▶ **Obiettivo 1**: Puoi riscrivere in forma più breve il paragrafo del brano sulla Riforma che comincia con «Si dice che quando Lutero», mantenendone i fatti principali?

──────── Brano da leggere ────────

Gli succedette Leone X, figlio di Lorenzo il Magnifico, che, sull’esempio del suo predecessore accordò generosa protezione alle lettere ed alle arti, chiamando grandi ingegni al servizio della Chiesa. Le nazioni erano però dilanate da lotte fratricide sebbene si andasse affermando la potenza della casa d’Asburgo. Una radicale riforma s’imponeva con necessità urgente. Secondo Pico della Mirandola lusso e ingordigia di certi prelati varcavano ogni limite e le chiese somigliavano a stalle. S’invocava pure una purificazione della liturgia da certi riti. Il 16 marzo 1517 il Concilio si chiuse dopo 12 sessioni. Era tutto fallito. Non si richiedeva che il Concilio emanasse leggi nuove per rimediare ai tanti mali di Roma, bastava prendere sul serio quelle esistenti, ma la mancata restaurazione ecclesiastica e la fallita dinamicità del Concilio spianarono la strada al protestantesimo. Lutero affilava le armi che avrebbero prodotto la più grave lacerazione nell’unità ecclesiastica.

Si dice che quando Lutero cominciò a predicare la Riforma, papa Leone X non diede nessuna importanza alla cosa. Poichè il tedesco era un agostiniano, il pontefisce avrebbe sentenziato a chi gli chiedeva un perentorio intervento: “Si tratta solo di una noiosa disputa tra frati!”. Come si sa non fu così.

La situazione esplose. Lutero e Calvino irruppero sulla scena europea. Molti eminenti teologi e laici difesero Roma ma i risultati furono talvolta esigui perchè non ricevevano incoraggiamenti né aiuti dal potere politico e neppure da Roma. Papa Clemente VII eludeva l’urgenza di un Concilio che diramasse la questione; Paolo III lo indisse a Mantova per il 1537, ma i protestanti si opposero ed allora lo intimò a Vicenza per il 1538, ma ancora si dovette rinviarlo perchè si presentarono solo nove membri. Persino i sovrani cattolici mettevano ostacoli. Lo si convocò a Trento per il maggio del 1541, ancora invano. Solo il 13 aprile del 1545 lo si potè aprire. Le lunghe e laboriose assisi furono molto proficue. Si definì che le fonti della Rivelazione sono due, la Sacra Scrittura e la Tradizione. Si stabilì quali e quanti fossero i libri della Bibbia. Si affermò che la Chiesa è l’interprete autentica della Sacra Scrittura e che l’interpretazione unanime dei Padri è criterio ermeneutico. Altre definizioni dommatiche toccarono il peccato originale e la giustificazione che si ha mediante la grazia ottenutacià da Cristo con l’uomo che deve cooperare non solo con la fede ma anche con le opere. Ai vescovi si fece obbligo di risiedere in diocesi. I lavori furono a lungo sospesi, ripresero il 1 maggio 1551 e si lavorò sui decreti concernenti l’eucarestia, la penitenza e l’estrema unzione, pou subentrò ancora una interruzione.

────────

▶ **Obiettivo 2**: Puoi rinominare "grass blade" in "blade of grass" nelle righe, lasciando tutto il resto invariato? Parti dall'inizio delle righe e fermati dopo la riga che contiene "column 35, row 340", riportando solo quel tratto e omettendo le immagini.

──────── Elenco dati ────────

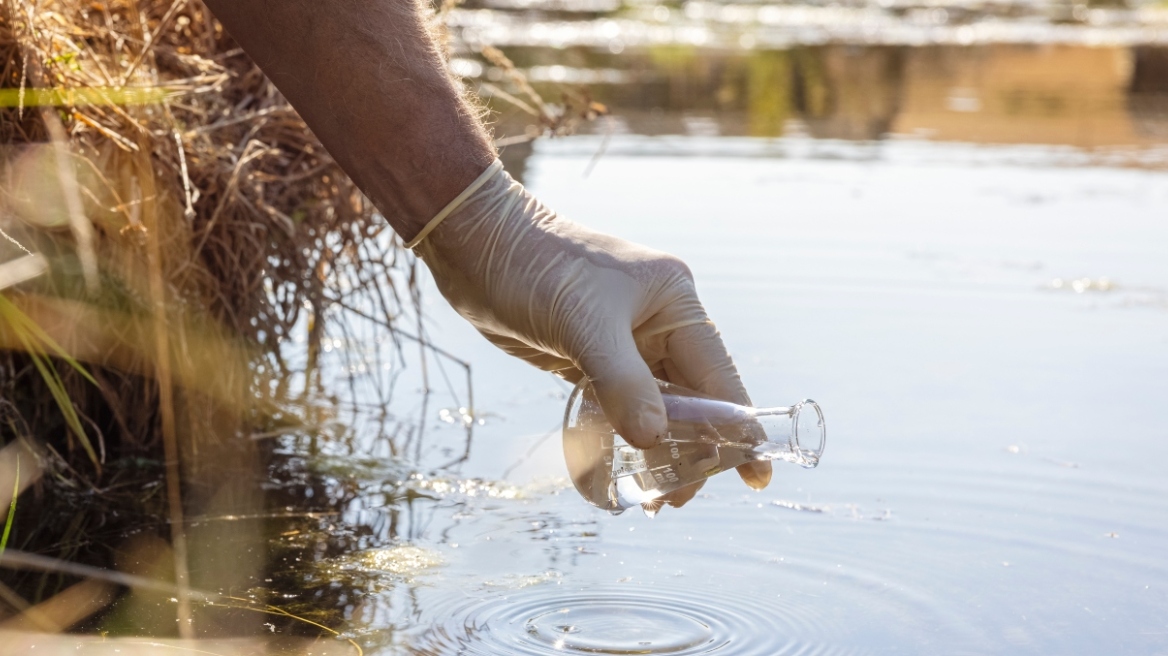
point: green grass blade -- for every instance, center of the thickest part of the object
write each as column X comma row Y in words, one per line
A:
column 12, row 510
column 32, row 337
column 21, row 321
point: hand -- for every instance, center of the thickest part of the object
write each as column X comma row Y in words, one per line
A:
column 578, row 302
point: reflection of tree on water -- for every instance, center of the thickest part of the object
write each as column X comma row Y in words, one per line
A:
column 993, row 93
column 1148, row 91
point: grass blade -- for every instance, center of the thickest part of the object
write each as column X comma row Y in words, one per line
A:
column 12, row 510
column 35, row 340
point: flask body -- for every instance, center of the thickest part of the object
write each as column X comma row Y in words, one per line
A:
column 706, row 437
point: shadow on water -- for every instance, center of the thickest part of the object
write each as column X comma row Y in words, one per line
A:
column 1057, row 95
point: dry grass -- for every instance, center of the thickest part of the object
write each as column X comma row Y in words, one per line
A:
column 171, row 222
column 176, row 252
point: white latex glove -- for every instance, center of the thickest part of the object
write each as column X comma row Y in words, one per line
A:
column 578, row 302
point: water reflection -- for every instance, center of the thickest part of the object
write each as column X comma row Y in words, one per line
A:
column 1003, row 93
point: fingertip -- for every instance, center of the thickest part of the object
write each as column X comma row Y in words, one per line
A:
column 757, row 475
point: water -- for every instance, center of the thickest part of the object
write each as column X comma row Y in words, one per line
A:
column 994, row 482
column 959, row 251
column 706, row 437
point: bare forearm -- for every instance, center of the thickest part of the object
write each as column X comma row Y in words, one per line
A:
column 369, row 82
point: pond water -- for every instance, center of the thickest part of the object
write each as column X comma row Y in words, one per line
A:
column 956, row 242
column 959, row 251
column 987, row 330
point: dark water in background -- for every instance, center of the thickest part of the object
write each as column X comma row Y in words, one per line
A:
column 954, row 241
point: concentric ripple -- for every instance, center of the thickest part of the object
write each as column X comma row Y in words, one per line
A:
column 550, row 620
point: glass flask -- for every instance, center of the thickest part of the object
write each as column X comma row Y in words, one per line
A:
column 706, row 437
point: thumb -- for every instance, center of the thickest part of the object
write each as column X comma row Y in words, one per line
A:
column 702, row 360
column 626, row 390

────────

▶ **Risposta completa 1**: Si racconta che Leone X non diede peso alla predicazione di Lutero. Poiché Lutero era un agostiniano, il papa l'avrebbe liquidata come «una noiosa disputa tra frati». Le cose però andarono diversamente.

▶ **Risposta completa 2**:
point: green blade of grass -- for every instance, center of the thickest part of the object
write each as column X comma row Y in words, one per line
A:
column 12, row 510
column 32, row 337
column 21, row 321
point: hand -- for every instance, center of the thickest part of the object
write each as column X comma row Y in words, one per line
A:
column 578, row 302
point: reflection of tree on water -- for every instance, center of the thickest part of the object
write each as column X comma row Y in words, one per line
A:
column 993, row 93
column 1148, row 91
point: blade of grass -- for every instance, center of the thickest part of the object
write each as column X comma row Y in words, one per line
A:
column 12, row 510
column 35, row 340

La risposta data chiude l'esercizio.